## BEGIN INFORMATION SUPPLIED

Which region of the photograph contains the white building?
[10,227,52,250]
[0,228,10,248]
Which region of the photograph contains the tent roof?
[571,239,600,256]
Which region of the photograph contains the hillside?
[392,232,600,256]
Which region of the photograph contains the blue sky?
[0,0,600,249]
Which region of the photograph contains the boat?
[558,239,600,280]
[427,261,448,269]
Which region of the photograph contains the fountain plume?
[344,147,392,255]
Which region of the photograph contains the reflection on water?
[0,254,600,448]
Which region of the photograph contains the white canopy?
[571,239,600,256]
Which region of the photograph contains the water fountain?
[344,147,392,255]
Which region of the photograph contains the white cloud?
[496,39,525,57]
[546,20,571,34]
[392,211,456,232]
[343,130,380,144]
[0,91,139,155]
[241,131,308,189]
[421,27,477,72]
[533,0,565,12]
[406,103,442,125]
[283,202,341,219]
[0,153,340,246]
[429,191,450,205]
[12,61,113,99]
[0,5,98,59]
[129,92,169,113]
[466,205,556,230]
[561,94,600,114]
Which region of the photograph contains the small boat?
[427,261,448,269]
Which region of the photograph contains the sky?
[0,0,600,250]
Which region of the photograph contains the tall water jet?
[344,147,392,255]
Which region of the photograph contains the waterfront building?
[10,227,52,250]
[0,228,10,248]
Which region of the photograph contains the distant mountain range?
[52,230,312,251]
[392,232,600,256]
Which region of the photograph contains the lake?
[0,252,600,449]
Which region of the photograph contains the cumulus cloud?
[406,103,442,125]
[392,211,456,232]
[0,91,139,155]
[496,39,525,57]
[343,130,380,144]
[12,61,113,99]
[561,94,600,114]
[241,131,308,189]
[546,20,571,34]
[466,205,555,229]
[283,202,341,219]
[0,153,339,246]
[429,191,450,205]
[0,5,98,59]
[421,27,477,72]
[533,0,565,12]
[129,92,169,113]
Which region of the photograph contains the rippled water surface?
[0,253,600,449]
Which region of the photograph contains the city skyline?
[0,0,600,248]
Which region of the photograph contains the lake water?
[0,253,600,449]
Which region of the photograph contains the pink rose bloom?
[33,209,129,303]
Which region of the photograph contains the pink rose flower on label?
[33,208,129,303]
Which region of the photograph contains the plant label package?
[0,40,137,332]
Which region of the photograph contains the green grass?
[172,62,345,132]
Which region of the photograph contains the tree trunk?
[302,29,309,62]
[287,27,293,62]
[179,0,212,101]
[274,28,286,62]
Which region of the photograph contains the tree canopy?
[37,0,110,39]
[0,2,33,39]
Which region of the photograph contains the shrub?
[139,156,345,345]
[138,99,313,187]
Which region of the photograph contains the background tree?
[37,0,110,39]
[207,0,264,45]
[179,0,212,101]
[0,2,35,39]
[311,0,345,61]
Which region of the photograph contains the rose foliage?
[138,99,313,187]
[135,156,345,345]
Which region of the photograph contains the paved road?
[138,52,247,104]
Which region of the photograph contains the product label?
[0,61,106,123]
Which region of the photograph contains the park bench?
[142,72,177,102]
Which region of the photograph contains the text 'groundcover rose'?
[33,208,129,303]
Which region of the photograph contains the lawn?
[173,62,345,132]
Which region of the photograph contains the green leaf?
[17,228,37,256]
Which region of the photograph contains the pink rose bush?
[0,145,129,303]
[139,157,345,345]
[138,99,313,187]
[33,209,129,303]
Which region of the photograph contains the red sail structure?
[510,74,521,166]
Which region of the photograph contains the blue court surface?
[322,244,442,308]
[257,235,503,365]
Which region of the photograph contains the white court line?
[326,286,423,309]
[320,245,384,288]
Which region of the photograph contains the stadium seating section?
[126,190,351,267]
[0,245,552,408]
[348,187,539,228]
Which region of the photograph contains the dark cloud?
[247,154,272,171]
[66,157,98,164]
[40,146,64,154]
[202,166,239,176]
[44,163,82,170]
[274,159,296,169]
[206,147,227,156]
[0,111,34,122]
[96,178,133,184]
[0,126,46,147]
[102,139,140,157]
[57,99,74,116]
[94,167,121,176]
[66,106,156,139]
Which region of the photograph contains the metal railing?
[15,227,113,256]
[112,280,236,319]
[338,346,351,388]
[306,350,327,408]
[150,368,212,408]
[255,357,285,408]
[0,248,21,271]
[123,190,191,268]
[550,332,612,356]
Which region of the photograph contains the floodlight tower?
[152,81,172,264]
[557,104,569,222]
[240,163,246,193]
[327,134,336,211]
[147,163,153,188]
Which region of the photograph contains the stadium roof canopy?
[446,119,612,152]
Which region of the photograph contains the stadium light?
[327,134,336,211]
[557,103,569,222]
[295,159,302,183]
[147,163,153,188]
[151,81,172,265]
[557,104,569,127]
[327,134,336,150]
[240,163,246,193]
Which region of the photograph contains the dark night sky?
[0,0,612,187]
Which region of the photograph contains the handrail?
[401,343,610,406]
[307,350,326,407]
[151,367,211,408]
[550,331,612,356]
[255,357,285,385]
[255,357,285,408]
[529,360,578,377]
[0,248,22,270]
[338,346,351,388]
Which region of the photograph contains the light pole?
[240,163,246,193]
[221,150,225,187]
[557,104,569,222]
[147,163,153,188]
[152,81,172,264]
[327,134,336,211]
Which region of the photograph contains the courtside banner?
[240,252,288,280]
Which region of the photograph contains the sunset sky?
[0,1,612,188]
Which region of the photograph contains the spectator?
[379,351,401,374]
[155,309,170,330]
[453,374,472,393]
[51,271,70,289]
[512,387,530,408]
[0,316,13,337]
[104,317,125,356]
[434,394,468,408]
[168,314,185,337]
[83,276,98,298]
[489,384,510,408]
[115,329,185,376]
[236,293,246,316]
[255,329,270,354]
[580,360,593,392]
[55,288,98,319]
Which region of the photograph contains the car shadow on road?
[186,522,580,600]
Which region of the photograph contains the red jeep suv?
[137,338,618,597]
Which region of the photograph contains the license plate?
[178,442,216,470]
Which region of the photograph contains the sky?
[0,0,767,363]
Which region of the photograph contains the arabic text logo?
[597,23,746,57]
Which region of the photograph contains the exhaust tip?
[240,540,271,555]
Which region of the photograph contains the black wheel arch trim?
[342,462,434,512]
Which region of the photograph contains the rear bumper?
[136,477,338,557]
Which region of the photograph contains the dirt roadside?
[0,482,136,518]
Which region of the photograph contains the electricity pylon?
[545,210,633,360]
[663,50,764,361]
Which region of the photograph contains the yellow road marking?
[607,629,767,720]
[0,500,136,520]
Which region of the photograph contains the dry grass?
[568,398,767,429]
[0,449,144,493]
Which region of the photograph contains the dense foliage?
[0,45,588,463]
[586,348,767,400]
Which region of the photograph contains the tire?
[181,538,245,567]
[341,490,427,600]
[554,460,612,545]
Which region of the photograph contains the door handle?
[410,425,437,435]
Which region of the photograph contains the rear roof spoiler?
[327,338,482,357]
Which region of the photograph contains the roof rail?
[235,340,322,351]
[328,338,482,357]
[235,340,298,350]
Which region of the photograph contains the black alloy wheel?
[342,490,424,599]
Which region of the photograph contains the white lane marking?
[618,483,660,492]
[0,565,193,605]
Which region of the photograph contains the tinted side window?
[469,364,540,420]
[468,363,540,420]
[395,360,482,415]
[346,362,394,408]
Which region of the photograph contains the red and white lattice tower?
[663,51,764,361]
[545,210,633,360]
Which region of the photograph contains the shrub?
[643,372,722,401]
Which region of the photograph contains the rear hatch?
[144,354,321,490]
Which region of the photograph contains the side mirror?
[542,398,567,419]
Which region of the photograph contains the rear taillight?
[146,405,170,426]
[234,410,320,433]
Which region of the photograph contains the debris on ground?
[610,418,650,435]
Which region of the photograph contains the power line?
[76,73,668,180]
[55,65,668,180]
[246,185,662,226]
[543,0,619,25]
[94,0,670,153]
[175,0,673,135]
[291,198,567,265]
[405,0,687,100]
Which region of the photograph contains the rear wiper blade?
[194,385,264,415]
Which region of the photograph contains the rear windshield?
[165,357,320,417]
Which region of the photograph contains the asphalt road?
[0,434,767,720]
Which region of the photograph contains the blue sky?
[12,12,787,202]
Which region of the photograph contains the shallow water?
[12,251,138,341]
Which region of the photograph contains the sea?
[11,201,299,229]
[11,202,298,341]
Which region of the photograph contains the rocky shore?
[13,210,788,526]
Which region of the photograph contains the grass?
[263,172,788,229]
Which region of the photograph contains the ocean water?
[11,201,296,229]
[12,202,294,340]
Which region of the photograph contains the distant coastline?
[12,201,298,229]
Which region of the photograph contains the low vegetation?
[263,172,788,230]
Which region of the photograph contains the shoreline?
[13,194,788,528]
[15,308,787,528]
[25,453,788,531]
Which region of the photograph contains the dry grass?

## END INFORMATION SUPPLIED

■ WHAT NEEDS TO BE DONE ■
Rewrite the material from the line with "Which region of the photograph contains the exhaust" up to and including the line with "[0,482,136,518]", putting "back bumper" in place of "rear bumper" and keeping everything else the same.

■ SOLUTION TO THE PROBLEM ■
Which region of the photograph contains the exhaust tip?
[240,540,271,555]
Which region of the photograph contains the black wheel arch trim?
[342,462,434,512]
Which region of the photograph contains the back bumper?
[136,477,338,557]
Which region of the photograph contains the dirt roadside?
[0,482,136,518]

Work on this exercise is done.